(Boundary annotation records)
----
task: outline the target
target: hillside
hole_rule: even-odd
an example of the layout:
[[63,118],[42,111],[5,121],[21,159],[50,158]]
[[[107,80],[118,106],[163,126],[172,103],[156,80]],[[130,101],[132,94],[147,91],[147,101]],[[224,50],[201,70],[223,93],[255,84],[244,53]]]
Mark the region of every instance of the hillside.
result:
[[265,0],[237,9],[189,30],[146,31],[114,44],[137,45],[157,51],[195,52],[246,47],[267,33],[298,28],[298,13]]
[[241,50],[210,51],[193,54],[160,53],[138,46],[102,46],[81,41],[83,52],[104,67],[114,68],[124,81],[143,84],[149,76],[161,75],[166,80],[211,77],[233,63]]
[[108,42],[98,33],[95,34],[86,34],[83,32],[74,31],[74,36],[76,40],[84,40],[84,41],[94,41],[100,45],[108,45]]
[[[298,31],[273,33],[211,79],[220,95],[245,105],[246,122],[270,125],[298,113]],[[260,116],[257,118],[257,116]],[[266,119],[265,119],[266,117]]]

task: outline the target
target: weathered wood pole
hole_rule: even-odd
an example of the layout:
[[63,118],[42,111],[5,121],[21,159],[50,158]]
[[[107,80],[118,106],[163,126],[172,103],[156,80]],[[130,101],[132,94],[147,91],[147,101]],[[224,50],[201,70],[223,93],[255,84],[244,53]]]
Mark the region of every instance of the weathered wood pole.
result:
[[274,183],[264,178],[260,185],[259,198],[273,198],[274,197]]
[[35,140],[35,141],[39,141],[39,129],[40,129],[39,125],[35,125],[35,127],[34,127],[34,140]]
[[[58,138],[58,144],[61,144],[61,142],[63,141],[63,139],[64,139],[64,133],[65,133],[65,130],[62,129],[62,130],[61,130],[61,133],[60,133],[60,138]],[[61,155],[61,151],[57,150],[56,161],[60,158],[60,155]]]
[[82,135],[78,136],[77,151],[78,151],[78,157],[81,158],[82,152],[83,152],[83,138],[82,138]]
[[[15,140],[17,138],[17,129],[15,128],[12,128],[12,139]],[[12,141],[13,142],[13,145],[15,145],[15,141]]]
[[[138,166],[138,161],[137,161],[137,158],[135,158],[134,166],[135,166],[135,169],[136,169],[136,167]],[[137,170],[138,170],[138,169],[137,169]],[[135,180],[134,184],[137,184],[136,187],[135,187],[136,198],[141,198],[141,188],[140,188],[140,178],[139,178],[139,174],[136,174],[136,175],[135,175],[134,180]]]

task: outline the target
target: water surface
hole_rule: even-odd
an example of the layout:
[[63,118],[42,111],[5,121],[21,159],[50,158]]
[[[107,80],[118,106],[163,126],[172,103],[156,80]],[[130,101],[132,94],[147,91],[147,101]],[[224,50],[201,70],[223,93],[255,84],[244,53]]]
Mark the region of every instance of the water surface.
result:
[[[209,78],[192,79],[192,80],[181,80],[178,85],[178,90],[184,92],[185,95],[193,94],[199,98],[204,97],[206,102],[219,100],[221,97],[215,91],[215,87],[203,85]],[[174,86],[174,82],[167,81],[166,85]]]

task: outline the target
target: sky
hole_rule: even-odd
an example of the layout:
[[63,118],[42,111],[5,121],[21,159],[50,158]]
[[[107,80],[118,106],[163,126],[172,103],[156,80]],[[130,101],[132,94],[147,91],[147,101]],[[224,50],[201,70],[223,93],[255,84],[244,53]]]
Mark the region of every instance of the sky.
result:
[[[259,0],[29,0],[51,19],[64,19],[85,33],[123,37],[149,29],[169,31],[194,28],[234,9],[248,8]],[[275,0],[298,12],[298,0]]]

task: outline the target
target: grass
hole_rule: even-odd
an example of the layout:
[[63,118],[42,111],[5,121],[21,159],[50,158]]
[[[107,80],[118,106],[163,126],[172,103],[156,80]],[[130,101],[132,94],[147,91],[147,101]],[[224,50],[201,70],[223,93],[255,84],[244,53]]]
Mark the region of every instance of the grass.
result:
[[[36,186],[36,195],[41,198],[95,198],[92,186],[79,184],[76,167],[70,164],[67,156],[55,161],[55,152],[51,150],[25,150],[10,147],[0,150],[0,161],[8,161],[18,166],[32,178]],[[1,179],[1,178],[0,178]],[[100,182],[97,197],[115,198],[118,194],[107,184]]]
----
[WHAT IS NEEDED] Each line of the material should be duplicated exactly, please.

[THE RESULT]
task: outline the target
target: hillside
hole_rule: even-odd
an example of the layout:
[[63,118],[42,111],[5,121],[21,159],[50,158]]
[[[107,80],[118,106],[163,126],[172,103],[156,80]],[[130,101],[132,94],[147,91],[147,101]],[[224,50],[201,70],[223,93],[255,84],[244,53]]]
Mark the region of every instance of the hillside.
result:
[[265,0],[237,9],[189,30],[146,31],[114,44],[137,45],[157,51],[195,52],[246,47],[267,33],[298,28],[298,13]]
[[241,50],[210,51],[193,54],[160,53],[138,46],[102,46],[81,41],[83,52],[104,67],[114,68],[124,81],[143,84],[149,76],[161,75],[166,80],[211,77],[233,63]]
[[108,42],[98,33],[95,34],[86,34],[83,32],[74,31],[74,36],[76,40],[84,40],[84,41],[94,41],[100,45],[108,45]]
[[[298,31],[273,33],[211,79],[220,95],[245,105],[246,122],[270,125],[298,113]],[[260,116],[257,118],[257,116]],[[266,119],[265,119],[266,117]]]

task: outline the target
target: weathered wood pole
hole_rule: even-odd
an example of the layout:
[[63,118],[42,111],[5,121],[21,159],[50,158]]
[[[107,80],[118,106],[163,126],[172,103],[156,80]],[[130,101],[132,94],[147,91],[147,101]],[[224,50],[201,70],[223,93],[255,84],[244,53]]]
Mark the region of every instance of the weathered wood pole.
result:
[[274,183],[264,178],[260,185],[259,198],[273,198],[274,197]]
[[35,140],[35,141],[39,141],[39,129],[40,129],[39,125],[35,125],[35,127],[34,127],[34,140]]
[[[58,138],[58,144],[61,144],[61,142],[63,141],[63,139],[64,139],[64,133],[65,133],[65,130],[62,129],[62,130],[61,130],[61,133],[60,133],[60,138]],[[61,155],[61,151],[57,150],[56,161],[60,158],[60,155]]]
[[82,135],[78,136],[77,151],[78,151],[78,157],[81,158],[82,152],[83,152],[83,138],[82,138]]
[[[15,140],[17,138],[17,129],[15,128],[12,128],[12,139]],[[12,141],[13,142],[13,145],[15,145],[15,141]]]
[[[138,166],[138,161],[137,161],[137,158],[135,158],[134,166],[135,166],[135,169],[136,169],[136,167]],[[137,170],[138,170],[138,169],[137,169]],[[135,180],[134,184],[137,184],[136,187],[135,187],[136,198],[141,198],[141,188],[140,188],[140,178],[139,178],[139,174],[136,174],[136,175],[135,175],[134,180]]]

task: outline the target
target: water surface
hole_rule: even-odd
an example of the layout:
[[63,118],[42,111],[5,121],[21,159],[50,158]]
[[[107,80],[118,106],[163,126],[172,103],[156,80]],[[130,101],[132,94],[147,91],[147,101]],[[224,50],[201,70],[223,93],[255,84],[244,53]]]
Mark the region of every instance of the water surface.
result:
[[[209,78],[192,79],[192,80],[181,80],[178,85],[178,90],[184,92],[185,95],[193,94],[199,98],[204,97],[206,102],[219,100],[221,97],[215,91],[215,87],[203,85]],[[174,86],[174,82],[167,81],[166,85]]]

task: outline the target
target: sky
hole_rule: even-odd
an example of the layout:
[[63,118],[42,111],[5,121],[21,159],[50,158]]
[[[107,80],[118,106],[163,126],[172,103],[156,80]],[[130,101],[132,94],[147,91],[147,101]],[[224,50],[201,70],[223,93],[255,84],[244,53]]]
Mark the region of every instance of the sky.
result:
[[[259,0],[29,0],[51,19],[64,19],[85,33],[123,37],[149,29],[169,31],[194,28],[234,9],[248,8]],[[275,0],[298,12],[298,0]]]

task: outline the target
target: grass
hole_rule: even-odd
an example of the layout:
[[63,118],[42,111],[5,121],[21,159],[50,158]]
[[[107,80],[118,106],[163,126],[172,103],[156,80]],[[130,101],[132,94],[147,91],[147,101]],[[224,50],[201,70],[223,93],[255,84],[244,53]]]
Mark the region of every instance of the grass.
result:
[[[36,186],[36,195],[41,198],[95,198],[92,186],[79,184],[76,167],[70,164],[67,156],[55,161],[55,152],[51,150],[25,150],[10,147],[0,150],[0,161],[8,161],[18,166],[32,178]],[[1,179],[1,178],[0,178]],[[100,182],[97,197],[115,198],[118,194],[107,184]]]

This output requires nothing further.